Coordinate annotation entries
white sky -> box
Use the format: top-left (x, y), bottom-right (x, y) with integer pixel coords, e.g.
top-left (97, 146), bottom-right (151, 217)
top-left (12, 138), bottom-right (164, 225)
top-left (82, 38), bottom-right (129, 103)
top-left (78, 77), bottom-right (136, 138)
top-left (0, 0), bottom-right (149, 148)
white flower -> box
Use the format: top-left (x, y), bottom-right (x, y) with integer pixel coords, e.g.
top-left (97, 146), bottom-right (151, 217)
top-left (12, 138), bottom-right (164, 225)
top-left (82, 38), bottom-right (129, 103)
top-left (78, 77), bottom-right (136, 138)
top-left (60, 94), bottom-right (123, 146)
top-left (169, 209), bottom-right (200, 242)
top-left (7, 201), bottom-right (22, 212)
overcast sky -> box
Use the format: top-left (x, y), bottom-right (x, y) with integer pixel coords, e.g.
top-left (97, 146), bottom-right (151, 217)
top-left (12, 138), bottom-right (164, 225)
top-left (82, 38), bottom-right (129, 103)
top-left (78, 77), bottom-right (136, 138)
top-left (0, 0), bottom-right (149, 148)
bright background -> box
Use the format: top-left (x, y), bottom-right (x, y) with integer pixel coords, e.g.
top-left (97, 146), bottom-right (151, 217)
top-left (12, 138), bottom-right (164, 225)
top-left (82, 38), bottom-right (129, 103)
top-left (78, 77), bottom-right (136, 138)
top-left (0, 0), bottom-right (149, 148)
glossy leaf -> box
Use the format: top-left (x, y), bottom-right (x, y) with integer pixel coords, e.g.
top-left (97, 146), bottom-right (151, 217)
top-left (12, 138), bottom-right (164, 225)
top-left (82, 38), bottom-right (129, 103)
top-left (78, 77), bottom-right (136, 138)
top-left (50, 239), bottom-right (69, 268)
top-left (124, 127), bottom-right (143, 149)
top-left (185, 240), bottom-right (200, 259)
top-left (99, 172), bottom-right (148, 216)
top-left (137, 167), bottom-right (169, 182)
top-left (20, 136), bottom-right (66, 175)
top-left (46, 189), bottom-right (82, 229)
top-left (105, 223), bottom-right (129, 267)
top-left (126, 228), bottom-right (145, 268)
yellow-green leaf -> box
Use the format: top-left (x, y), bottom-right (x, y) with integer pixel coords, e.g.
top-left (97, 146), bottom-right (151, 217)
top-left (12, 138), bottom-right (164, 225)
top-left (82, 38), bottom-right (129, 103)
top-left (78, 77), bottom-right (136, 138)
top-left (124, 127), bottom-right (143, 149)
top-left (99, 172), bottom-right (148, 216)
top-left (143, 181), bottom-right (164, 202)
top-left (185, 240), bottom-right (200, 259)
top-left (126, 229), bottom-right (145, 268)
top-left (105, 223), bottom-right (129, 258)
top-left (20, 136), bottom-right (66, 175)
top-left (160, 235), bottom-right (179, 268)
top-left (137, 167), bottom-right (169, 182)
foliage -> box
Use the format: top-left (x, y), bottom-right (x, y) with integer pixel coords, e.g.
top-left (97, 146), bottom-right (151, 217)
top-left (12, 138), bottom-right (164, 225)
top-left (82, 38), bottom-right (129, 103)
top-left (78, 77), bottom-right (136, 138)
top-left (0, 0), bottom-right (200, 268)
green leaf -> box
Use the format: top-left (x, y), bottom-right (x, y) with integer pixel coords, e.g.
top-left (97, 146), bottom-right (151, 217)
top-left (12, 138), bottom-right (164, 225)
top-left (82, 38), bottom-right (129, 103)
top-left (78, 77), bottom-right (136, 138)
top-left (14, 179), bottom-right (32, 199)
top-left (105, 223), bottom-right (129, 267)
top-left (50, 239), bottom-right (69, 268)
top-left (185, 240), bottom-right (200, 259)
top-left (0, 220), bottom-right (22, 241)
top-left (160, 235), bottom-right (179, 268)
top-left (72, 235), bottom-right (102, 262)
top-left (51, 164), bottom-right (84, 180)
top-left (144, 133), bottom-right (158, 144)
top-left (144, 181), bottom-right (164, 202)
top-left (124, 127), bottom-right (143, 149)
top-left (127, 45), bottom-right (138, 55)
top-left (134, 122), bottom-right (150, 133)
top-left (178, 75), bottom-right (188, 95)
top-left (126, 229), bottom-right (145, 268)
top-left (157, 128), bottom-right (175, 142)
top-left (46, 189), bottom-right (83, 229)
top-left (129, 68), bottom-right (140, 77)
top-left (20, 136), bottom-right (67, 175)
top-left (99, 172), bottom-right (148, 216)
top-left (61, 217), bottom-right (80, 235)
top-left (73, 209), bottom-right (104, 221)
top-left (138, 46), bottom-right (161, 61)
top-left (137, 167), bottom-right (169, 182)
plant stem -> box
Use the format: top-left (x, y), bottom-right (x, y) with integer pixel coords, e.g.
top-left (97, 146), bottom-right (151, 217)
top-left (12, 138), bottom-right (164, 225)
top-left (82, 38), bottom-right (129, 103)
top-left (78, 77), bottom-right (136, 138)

* **Exercise goal**
Output every one of the lines above as a JSON list of strings with one string per line, leaving out any blank lines.

* **Written answer**
[
  "white sky -> box",
  "Use the format: top-left (x, y), bottom-right (x, y) with integer pixel coords, e.g.",
  "top-left (97, 146), bottom-right (151, 217)",
  "top-left (12, 138), bottom-right (164, 225)",
  "top-left (82, 38), bottom-right (129, 103)",
  "top-left (78, 77), bottom-right (136, 138)",
  "top-left (0, 0), bottom-right (149, 148)",
  "white flower -> box",
  "Use the format: top-left (x, y), bottom-right (x, y) with integer pixel coords, e.g.",
  "top-left (97, 146), bottom-right (151, 217)",
  "top-left (12, 138), bottom-right (164, 225)",
  "top-left (82, 38), bottom-right (129, 103)",
  "top-left (78, 77), bottom-right (136, 138)",
  "top-left (60, 94), bottom-right (123, 146)",
  "top-left (169, 209), bottom-right (200, 242)",
  "top-left (7, 201), bottom-right (22, 212)",
  "overcast sky -> box",
  "Use the format: top-left (x, y), bottom-right (x, y) with integer pixel coords, e.g.",
  "top-left (97, 146), bottom-right (151, 217)",
  "top-left (12, 138), bottom-right (164, 225)",
  "top-left (82, 38), bottom-right (129, 103)",
  "top-left (78, 77), bottom-right (136, 138)",
  "top-left (0, 0), bottom-right (149, 148)",
  "bright background -> box",
  "Use the format: top-left (x, y), bottom-right (x, y) with integer pixel coords, e.g.",
  "top-left (97, 146), bottom-right (151, 217)",
  "top-left (12, 138), bottom-right (164, 225)",
  "top-left (82, 38), bottom-right (129, 103)",
  "top-left (78, 77), bottom-right (136, 138)",
  "top-left (0, 0), bottom-right (149, 148)",
  "glossy leaf -> box",
  "Use the format: top-left (x, y), bottom-right (x, y) with integer pixel coords, e.g.",
  "top-left (97, 146), bottom-right (151, 217)",
  "top-left (12, 138), bottom-right (164, 225)",
  "top-left (82, 38), bottom-right (129, 103)",
  "top-left (78, 77), bottom-right (136, 138)",
  "top-left (50, 239), bottom-right (69, 268)",
  "top-left (124, 127), bottom-right (143, 149)",
  "top-left (185, 240), bottom-right (200, 259)",
  "top-left (99, 172), bottom-right (148, 216)",
  "top-left (137, 167), bottom-right (169, 182)",
  "top-left (20, 136), bottom-right (66, 175)",
  "top-left (46, 189), bottom-right (82, 229)",
  "top-left (105, 223), bottom-right (129, 267)",
  "top-left (126, 228), bottom-right (145, 268)",
  "yellow-green leaf -> box",
  "Use the format: top-left (x, y), bottom-right (x, y) with integer pixel coords, e.g.",
  "top-left (97, 146), bottom-right (151, 217)",
  "top-left (12, 138), bottom-right (164, 225)",
  "top-left (82, 38), bottom-right (129, 103)",
  "top-left (78, 77), bottom-right (136, 138)",
  "top-left (124, 127), bottom-right (143, 149)",
  "top-left (99, 172), bottom-right (148, 216)",
  "top-left (143, 181), bottom-right (164, 202)",
  "top-left (185, 240), bottom-right (200, 259)",
  "top-left (126, 229), bottom-right (145, 268)",
  "top-left (105, 223), bottom-right (129, 258)",
  "top-left (20, 136), bottom-right (66, 175)",
  "top-left (160, 235), bottom-right (179, 268)",
  "top-left (137, 167), bottom-right (169, 182)",
  "foliage -> box",
  "Use the format: top-left (x, y), bottom-right (x, y) with integer pixel coords, e.g.",
  "top-left (97, 146), bottom-right (151, 217)",
  "top-left (12, 138), bottom-right (164, 225)",
  "top-left (82, 38), bottom-right (129, 103)",
  "top-left (78, 77), bottom-right (136, 138)",
  "top-left (0, 0), bottom-right (200, 268)",
  "green leaf -> box",
  "Use the format: top-left (x, y), bottom-right (x, y) with integer pixel coords, e.g.",
  "top-left (97, 146), bottom-right (151, 217)",
  "top-left (12, 138), bottom-right (164, 225)",
  "top-left (82, 38), bottom-right (129, 103)",
  "top-left (78, 77), bottom-right (136, 138)",
  "top-left (14, 179), bottom-right (32, 199)",
  "top-left (105, 223), bottom-right (129, 267)",
  "top-left (50, 239), bottom-right (69, 268)",
  "top-left (185, 240), bottom-right (200, 259)",
  "top-left (0, 220), bottom-right (22, 241)",
  "top-left (160, 235), bottom-right (179, 268)",
  "top-left (72, 235), bottom-right (102, 262)",
  "top-left (51, 164), bottom-right (84, 180)",
  "top-left (144, 133), bottom-right (158, 144)",
  "top-left (144, 181), bottom-right (164, 202)",
  "top-left (124, 127), bottom-right (143, 149)",
  "top-left (127, 45), bottom-right (138, 55)",
  "top-left (134, 122), bottom-right (150, 133)",
  "top-left (178, 75), bottom-right (188, 95)",
  "top-left (126, 229), bottom-right (145, 268)",
  "top-left (157, 128), bottom-right (175, 142)",
  "top-left (46, 189), bottom-right (83, 229)",
  "top-left (129, 68), bottom-right (140, 77)",
  "top-left (20, 136), bottom-right (67, 175)",
  "top-left (99, 172), bottom-right (148, 216)",
  "top-left (61, 217), bottom-right (80, 235)",
  "top-left (73, 209), bottom-right (104, 221)",
  "top-left (138, 46), bottom-right (161, 61)",
  "top-left (137, 167), bottom-right (169, 182)",
  "plant stem -> box",
  "Use the format: top-left (x, y), bottom-right (x, y) with integer pixel coords, e.g.",
  "top-left (97, 146), bottom-right (151, 217)",
  "top-left (12, 138), bottom-right (164, 225)",
  "top-left (82, 38), bottom-right (129, 103)",
  "top-left (78, 77), bottom-right (136, 138)"
]